• [To do]: Repeat each entry below exactly as it stands.

Referring expression data
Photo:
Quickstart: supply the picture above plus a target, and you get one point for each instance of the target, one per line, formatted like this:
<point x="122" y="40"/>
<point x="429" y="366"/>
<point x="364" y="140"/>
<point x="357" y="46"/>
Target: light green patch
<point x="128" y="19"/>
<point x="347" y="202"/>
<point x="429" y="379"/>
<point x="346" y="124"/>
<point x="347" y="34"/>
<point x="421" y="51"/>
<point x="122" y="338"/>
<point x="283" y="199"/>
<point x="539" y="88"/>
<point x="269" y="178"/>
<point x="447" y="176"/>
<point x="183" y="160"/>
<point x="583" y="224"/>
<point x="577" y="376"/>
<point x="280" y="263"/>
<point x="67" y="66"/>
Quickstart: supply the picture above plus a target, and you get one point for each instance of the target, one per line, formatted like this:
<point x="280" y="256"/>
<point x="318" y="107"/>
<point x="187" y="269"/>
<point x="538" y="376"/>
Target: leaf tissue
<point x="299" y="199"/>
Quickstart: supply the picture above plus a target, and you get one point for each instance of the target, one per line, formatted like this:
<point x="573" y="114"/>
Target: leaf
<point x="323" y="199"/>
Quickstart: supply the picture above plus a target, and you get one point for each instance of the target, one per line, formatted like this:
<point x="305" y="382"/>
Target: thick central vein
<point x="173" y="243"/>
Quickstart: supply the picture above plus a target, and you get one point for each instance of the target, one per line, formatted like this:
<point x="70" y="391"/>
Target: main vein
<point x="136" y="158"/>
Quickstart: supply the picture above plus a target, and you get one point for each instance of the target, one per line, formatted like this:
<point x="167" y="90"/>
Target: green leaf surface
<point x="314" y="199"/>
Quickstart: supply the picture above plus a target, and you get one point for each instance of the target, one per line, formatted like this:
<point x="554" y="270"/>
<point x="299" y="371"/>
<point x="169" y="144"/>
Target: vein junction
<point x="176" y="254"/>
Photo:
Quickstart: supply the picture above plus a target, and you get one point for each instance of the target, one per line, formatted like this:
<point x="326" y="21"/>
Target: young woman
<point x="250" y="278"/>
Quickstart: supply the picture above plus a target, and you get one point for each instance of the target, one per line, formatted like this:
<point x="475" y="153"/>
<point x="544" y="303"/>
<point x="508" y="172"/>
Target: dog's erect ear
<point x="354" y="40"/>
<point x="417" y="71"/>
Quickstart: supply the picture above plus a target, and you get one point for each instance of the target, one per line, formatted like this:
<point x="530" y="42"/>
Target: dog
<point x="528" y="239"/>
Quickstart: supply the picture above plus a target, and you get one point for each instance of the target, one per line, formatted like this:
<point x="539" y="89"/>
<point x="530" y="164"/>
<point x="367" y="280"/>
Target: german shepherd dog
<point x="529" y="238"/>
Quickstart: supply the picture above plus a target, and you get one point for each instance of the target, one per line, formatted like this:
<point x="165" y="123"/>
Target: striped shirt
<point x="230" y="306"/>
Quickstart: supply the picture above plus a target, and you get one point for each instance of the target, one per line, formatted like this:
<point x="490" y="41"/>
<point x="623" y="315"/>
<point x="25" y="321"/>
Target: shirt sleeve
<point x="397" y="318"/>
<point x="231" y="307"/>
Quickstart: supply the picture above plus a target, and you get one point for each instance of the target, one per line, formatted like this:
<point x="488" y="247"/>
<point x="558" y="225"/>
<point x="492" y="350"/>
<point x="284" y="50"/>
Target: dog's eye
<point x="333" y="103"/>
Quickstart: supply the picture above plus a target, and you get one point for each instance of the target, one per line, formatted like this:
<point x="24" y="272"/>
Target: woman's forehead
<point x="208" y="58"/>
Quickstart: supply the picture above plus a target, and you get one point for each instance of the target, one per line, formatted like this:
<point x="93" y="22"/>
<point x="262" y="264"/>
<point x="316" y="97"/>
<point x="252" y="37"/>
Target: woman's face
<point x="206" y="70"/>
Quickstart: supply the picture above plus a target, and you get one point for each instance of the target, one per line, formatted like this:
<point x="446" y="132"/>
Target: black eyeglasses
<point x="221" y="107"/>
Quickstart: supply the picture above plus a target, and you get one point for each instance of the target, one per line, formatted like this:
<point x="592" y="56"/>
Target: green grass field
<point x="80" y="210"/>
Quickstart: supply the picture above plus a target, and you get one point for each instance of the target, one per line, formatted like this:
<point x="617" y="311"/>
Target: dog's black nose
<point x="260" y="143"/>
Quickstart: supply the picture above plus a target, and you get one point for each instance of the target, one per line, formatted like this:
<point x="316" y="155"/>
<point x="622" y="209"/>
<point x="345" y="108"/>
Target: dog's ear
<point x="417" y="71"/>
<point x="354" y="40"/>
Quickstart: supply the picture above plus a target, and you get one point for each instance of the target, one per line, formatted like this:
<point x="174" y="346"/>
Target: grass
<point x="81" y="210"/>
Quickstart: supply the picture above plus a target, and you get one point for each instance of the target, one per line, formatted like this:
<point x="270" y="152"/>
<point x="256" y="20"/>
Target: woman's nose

• [Response below]:
Photo:
Quickstart: supply the picture above plus a target, and you get one point for each instance of the target, one per line, formatted like this:
<point x="122" y="40"/>
<point x="429" y="366"/>
<point x="364" y="140"/>
<point x="357" y="46"/>
Target: light green patch
<point x="128" y="19"/>
<point x="347" y="202"/>
<point x="429" y="379"/>
<point x="346" y="124"/>
<point x="347" y="34"/>
<point x="421" y="51"/>
<point x="122" y="338"/>
<point x="283" y="199"/>
<point x="539" y="88"/>
<point x="269" y="178"/>
<point x="447" y="176"/>
<point x="183" y="160"/>
<point x="583" y="224"/>
<point x="577" y="376"/>
<point x="280" y="263"/>
<point x="67" y="66"/>
Quickstart: supply the picture above plus a target, and you get one point for each instance of the target, one per line, formatted like this:
<point x="280" y="256"/>
<point x="318" y="107"/>
<point x="187" y="269"/>
<point x="538" y="376"/>
Target: leaf tissue
<point x="299" y="199"/>
Quickstart: supply the picture above plus a target, and you get one point for each instance of the target, one per line, formatted like this:
<point x="573" y="114"/>
Target: leaf
<point x="323" y="199"/>
Quickstart: supply the picture above plus a target, and you get one point for each instance of the target, one per line, formatted like this:
<point x="305" y="382"/>
Target: thick central vein
<point x="173" y="243"/>
Quickstart: supply the picture above plus a target, and you get one point for each instance of the target, one per line, formatted like this:
<point x="70" y="391"/>
Target: main vein
<point x="136" y="158"/>
Quickstart: supply the picture above plus a target, and you get one point for each instance of the target, one per line, formatted like this:
<point x="167" y="90"/>
Target: green leaf surface
<point x="314" y="199"/>
Quickstart: supply the picture above plus a target, and you get one point for each instance of the target, one per line, formatted like this:
<point x="554" y="270"/>
<point x="299" y="371"/>
<point x="169" y="144"/>
Target: vein junction
<point x="176" y="254"/>
Photo:
Quickstart: supply the picture above plus a target, and you get one point for each instance of the target, one per line, formatted like this:
<point x="326" y="21"/>
Target: young woman
<point x="250" y="278"/>
Quickstart: supply the picture above plus a target, and you get one point for each instance of the target, one per line, formatted like this:
<point x="475" y="153"/>
<point x="544" y="303"/>
<point x="508" y="172"/>
Target: dog's erect ear
<point x="354" y="40"/>
<point x="417" y="71"/>
Quickstart: supply the picture above plus a target, and you get one point for each instance of the target, one per line, formatted like this:
<point x="530" y="42"/>
Target: dog
<point x="528" y="239"/>
Quickstart: supply the picture above plus a target, and you get one point for each instance of the target, one per line, formatted like this:
<point x="539" y="89"/>
<point x="530" y="164"/>
<point x="367" y="280"/>
Target: german shepherd dog
<point x="529" y="238"/>
Quickstart: supply the picture above plus a target, and you get one point for each instance of the target, one per line, formatted like this:
<point x="165" y="123"/>
Target: striped shirt
<point x="230" y="306"/>
Quickstart: supply the picture above plus a target, and you get one point for each instance of the target, one per line, formatted like this:
<point x="490" y="41"/>
<point x="623" y="315"/>
<point x="25" y="321"/>
Target: shirt sleeve
<point x="397" y="318"/>
<point x="231" y="307"/>
Quickstart: supply the picture above plus a target, and you get one point for each instance of the target, one per line, formatted like this:
<point x="488" y="247"/>
<point x="558" y="225"/>
<point x="492" y="350"/>
<point x="284" y="50"/>
Target: dog's eye
<point x="333" y="103"/>
Quickstart: supply the picture above plus a target, and you get one point for each instance of the target, one per line, formatted like this:
<point x="24" y="272"/>
Target: woman's forehead
<point x="208" y="58"/>
Quickstart: supply the picture above plus a target, and you get one point for each instance of the target, one per line, formatted like this:
<point x="93" y="22"/>
<point x="262" y="264"/>
<point x="316" y="97"/>
<point x="252" y="37"/>
Target: woman's face
<point x="206" y="70"/>
Quickstart: supply the picture above plus a target, and you get one point for each instance of the target, one per line, formatted like this:
<point x="446" y="132"/>
Target: black eyeglasses
<point x="221" y="107"/>
Quickstart: supply the picture above plus a target, and you get one point for each instance of the target, one per line, formatted like this:
<point x="592" y="56"/>
Target: green grass field
<point x="80" y="210"/>
Quickstart: supply the picture above plus a target, and you get one point for each instance of the target, one per line, formatted like this:
<point x="617" y="311"/>
Target: dog's black nose
<point x="260" y="143"/>
Quickstart: supply the picture above plus a target, and you get one point for each instance of the target, one per line, formatted like this:
<point x="316" y="155"/>
<point x="622" y="209"/>
<point x="345" y="108"/>
Target: dog's ear
<point x="417" y="71"/>
<point x="354" y="40"/>
Quickstart: supply the picture above plus a target, and you get one point for each instance of the target, one per line, formatted like this:
<point x="174" y="346"/>
Target: grass
<point x="81" y="210"/>
Quickstart: supply the picture above plus a target, and you get one point for each instance of the target, one per line, formatted like this:
<point x="270" y="152"/>
<point x="256" y="20"/>
Target: woman's nose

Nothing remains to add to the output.